#### CHALLENGE:
Copy the lines of the data below verbatim, starting with the line containing "Please provide the mask of every instance of the standing" and continuing through the final line of the data.

====== AVAILABLE RECORDS ======

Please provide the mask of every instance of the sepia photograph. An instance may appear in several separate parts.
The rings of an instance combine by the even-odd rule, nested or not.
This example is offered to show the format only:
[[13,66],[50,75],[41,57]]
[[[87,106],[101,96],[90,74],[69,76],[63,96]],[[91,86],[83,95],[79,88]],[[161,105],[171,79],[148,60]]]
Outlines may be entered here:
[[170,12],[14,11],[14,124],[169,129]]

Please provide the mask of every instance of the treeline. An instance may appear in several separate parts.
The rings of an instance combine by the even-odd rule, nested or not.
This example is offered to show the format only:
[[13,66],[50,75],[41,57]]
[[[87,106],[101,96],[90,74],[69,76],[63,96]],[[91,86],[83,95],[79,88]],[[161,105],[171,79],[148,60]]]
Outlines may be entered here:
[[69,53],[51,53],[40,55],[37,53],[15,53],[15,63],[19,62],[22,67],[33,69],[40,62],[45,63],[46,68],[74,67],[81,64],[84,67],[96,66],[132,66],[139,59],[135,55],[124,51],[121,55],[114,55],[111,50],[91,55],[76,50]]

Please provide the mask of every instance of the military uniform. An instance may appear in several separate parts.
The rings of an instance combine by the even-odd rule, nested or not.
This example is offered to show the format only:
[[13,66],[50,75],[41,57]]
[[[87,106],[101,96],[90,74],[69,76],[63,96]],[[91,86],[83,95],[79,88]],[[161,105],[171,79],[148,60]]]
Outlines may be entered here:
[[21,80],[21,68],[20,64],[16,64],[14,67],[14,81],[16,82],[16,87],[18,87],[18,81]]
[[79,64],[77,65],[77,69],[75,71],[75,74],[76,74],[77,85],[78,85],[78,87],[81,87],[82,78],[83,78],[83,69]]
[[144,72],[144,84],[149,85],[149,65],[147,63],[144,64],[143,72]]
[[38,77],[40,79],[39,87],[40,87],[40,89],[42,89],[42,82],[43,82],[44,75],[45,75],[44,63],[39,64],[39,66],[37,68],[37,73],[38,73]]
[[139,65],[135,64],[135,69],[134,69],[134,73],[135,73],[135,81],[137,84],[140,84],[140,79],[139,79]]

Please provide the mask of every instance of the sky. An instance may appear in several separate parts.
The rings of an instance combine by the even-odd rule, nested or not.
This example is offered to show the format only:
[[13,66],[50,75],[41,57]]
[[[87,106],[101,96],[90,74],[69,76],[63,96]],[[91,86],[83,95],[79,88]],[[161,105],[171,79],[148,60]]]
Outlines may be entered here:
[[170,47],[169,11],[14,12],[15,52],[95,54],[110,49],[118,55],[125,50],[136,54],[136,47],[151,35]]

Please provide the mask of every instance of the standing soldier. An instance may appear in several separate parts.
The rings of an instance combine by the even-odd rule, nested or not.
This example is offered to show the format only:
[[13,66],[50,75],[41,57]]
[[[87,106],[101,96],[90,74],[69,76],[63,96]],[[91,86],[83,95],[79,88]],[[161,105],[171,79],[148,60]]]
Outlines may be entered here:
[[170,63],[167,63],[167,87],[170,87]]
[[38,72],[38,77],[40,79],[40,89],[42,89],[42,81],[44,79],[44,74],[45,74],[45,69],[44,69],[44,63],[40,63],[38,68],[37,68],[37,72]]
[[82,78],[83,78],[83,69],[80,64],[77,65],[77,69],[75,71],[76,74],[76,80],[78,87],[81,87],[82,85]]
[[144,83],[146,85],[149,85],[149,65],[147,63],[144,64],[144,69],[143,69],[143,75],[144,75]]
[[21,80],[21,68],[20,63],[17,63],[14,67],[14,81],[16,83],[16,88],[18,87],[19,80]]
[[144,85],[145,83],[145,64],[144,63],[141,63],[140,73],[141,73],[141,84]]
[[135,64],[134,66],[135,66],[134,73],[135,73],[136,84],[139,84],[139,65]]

======

#### RESPONSE TO THIS TASK:
Please provide the mask of every instance of the standing soldier. An instance may appear in several separate parts.
The rings of an instance combine by the even-odd rule, nested or not.
This example is offered to show the format only:
[[13,66],[50,75],[41,57]]
[[[87,106],[101,96],[90,74],[69,76],[63,96]],[[91,86],[83,95],[79,88]],[[161,105],[171,79],[148,60]]]
Outlines may be entered here:
[[170,63],[167,63],[167,87],[170,87]]
[[38,72],[38,77],[40,79],[40,89],[42,89],[42,81],[44,79],[44,74],[45,74],[45,69],[44,69],[44,63],[40,63],[38,68],[37,68],[37,72]]
[[82,78],[83,78],[83,69],[80,64],[77,65],[77,69],[75,71],[76,74],[76,80],[78,87],[81,87],[82,85]]
[[144,83],[146,85],[149,85],[149,65],[147,63],[144,64],[144,69],[143,69],[143,75],[144,75]]
[[21,80],[21,68],[20,63],[17,63],[14,67],[14,81],[16,83],[16,88],[18,87],[19,80]]
[[144,85],[145,83],[145,64],[144,63],[141,63],[140,73],[141,73],[141,84]]
[[135,64],[134,66],[135,66],[134,73],[135,73],[136,84],[139,84],[139,65]]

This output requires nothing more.